____ Data extract
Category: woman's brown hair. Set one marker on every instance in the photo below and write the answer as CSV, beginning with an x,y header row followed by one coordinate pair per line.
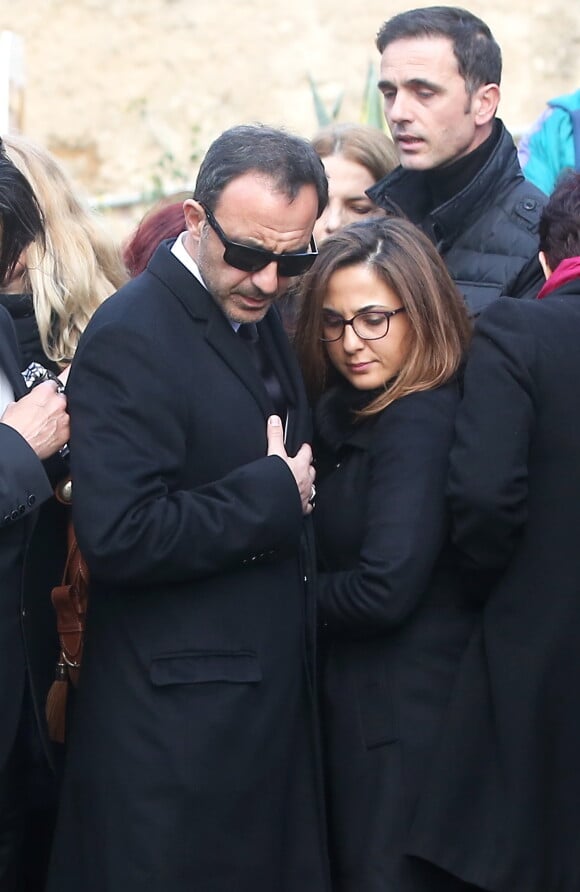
x,y
406,261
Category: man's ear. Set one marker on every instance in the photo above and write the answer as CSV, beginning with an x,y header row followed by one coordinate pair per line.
x,y
545,265
485,102
194,217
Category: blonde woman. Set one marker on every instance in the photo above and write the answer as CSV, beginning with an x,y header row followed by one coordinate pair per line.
x,y
52,292
58,285
355,157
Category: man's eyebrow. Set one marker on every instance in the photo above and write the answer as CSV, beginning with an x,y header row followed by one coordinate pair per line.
x,y
416,83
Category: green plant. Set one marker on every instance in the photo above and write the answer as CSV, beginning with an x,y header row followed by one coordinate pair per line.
x,y
323,116
371,110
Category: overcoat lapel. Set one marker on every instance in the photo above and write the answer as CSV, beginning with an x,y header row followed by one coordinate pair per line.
x,y
10,355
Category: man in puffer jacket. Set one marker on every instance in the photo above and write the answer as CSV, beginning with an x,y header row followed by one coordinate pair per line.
x,y
459,178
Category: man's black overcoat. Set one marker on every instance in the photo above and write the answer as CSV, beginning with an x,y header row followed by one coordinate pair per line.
x,y
192,758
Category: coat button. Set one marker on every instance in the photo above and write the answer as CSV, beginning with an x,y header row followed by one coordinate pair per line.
x,y
65,490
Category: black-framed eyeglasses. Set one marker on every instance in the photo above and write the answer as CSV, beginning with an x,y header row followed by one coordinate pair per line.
x,y
370,325
252,260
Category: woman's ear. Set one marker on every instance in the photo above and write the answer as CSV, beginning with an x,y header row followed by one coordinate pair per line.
x,y
545,265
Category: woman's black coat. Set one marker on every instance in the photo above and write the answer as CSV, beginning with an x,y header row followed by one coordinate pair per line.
x,y
395,622
502,809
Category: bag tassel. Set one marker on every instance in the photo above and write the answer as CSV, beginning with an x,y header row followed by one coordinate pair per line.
x,y
56,703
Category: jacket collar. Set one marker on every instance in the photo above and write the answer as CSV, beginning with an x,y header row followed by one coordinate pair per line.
x,y
10,354
566,271
406,189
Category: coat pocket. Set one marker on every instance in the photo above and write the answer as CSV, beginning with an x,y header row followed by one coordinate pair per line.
x,y
479,295
202,667
378,720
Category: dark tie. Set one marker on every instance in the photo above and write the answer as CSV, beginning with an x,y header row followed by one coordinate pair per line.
x,y
251,339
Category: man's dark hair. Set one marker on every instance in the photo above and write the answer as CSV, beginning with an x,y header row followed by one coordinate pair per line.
x,y
476,51
21,220
288,160
560,221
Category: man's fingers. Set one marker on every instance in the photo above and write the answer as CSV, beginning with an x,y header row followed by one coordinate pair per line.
x,y
275,434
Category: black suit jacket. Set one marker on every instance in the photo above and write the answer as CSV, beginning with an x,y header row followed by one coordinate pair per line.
x,y
194,741
501,807
24,486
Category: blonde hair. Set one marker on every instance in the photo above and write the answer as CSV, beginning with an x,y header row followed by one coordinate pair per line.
x,y
407,262
364,145
77,267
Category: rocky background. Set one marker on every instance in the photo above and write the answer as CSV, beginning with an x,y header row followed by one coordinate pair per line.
x,y
129,93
________
Exercise prompt:
Only the pictures are to be excluded; all other parts of the records above are to be given exactly.

Response for this exercise:
Category: woman's brown hair. Set one marker on every instance in the photo below and write the answer as CSV, beginning with an x,y header row followed by one coordinate pair per line.
x,y
406,261
Category: man's ear. Set one marker on every instance in the photo above and write the answer as CSV, beginning with an x,y header row followed by one coordinate pair per line.
x,y
545,265
485,102
194,217
Category: blonde woman. Set one marker on every instance in the photo above and write the answer as CSV, beginning with an x,y header row followed by one coordinate pair per line.
x,y
52,292
58,285
355,157
Category: man's eyebrow. Set one marker on every instance in the photo above and write the answer as CSV, beginning with an x,y header row followed by one coordinate pair per line.
x,y
416,83
Category: green plant. Set one marker on every instance in the photo above and write the answer as CSV, beginning with an x,y header row followed by one coordinate pair per line.
x,y
323,116
371,110
Category: overcoat lapel. Set one marker on every instance in the photo above and write the answer as CSV, beginning with an x,y header row followed by one coordinate pair per line.
x,y
10,355
Category: man in puffer jacket. Set one marker on every instance in the photo above and write the answer as CSV, beginning with an x,y header row followed by one coordinate pair per line.
x,y
459,178
Category: man's black overcoat. Set one marker on every instance in the photo above and write the answer as CSV, beginning with an x,y header row followed by one coordinate pair per line.
x,y
192,758
Category: coat button. Set one marker on every instance in the photo above and write the answer as CSV, beginning with an x,y header row followed by one coordinate pair per line.
x,y
65,490
Category: black-framed eyeglasses. Set one marker on every instance in the photo above and write the answer as CSV, beginning with an x,y header row followed by one coordinate pair per line.
x,y
370,325
252,260
Category: woman's ear. Set one marker on every instance in the photo above and write the answer as CSV, beginning with an x,y header row followed by one coordinate pair per line.
x,y
545,265
Category: woman's black coat. Set one marker on every instance in the photo above and write the answer as CSV, beginning with an x,y header row followed by one coordinate pair per line.
x,y
395,622
502,809
Category: bag tassel. Set one marker on every instance in the photo above and write the answer as CSV, beginning with an x,y header row followed by one coordinate pair per line.
x,y
56,703
Category: jacket collar. Set one marker on every instance in the photo above and write the answer as CSV, beginning with an x,y header row followed by one coordinate pair per line.
x,y
10,354
566,271
406,189
Category: coat pocket. Set one marker on every instance in the photo above and write the answer as CSV, beginning with an x,y header row followed by one coordinate pair per line.
x,y
479,295
202,667
378,720
Category: dark tie. Set one marker on every instance in the photo above and write the answer as CSV, beginning with an x,y header row followed by one coordinate pair per line.
x,y
251,339
Category: man's dark hair. Set one marker on every instance in the photo above and write the answer as CSV, beginning with an x,y header row followed by one coordinate pair per line.
x,y
476,51
21,220
288,160
560,221
Category: man's fingers. Set one marker on every instance in the photo above and write the answer as CSV, beginning with an x,y header row followed by one coordinate pair per line.
x,y
275,434
Category: black suit jacket. Set one marker on every instance in the photo above and write the answer as CSV, beginning with an x,y header row followed by one coordinate pair per line.
x,y
194,741
501,807
24,486
Category: blonde hair. Set one marker on every instance in the photo above and write the answer as CSV, beginning with an x,y header row followed by one coordinate pair per line.
x,y
407,262
364,145
77,267
Category: rocky background. Set one marker on every instance in the photo above and write the answer as CSV, beginning with an x,y header row followed by one coordinate pair per line.
x,y
129,93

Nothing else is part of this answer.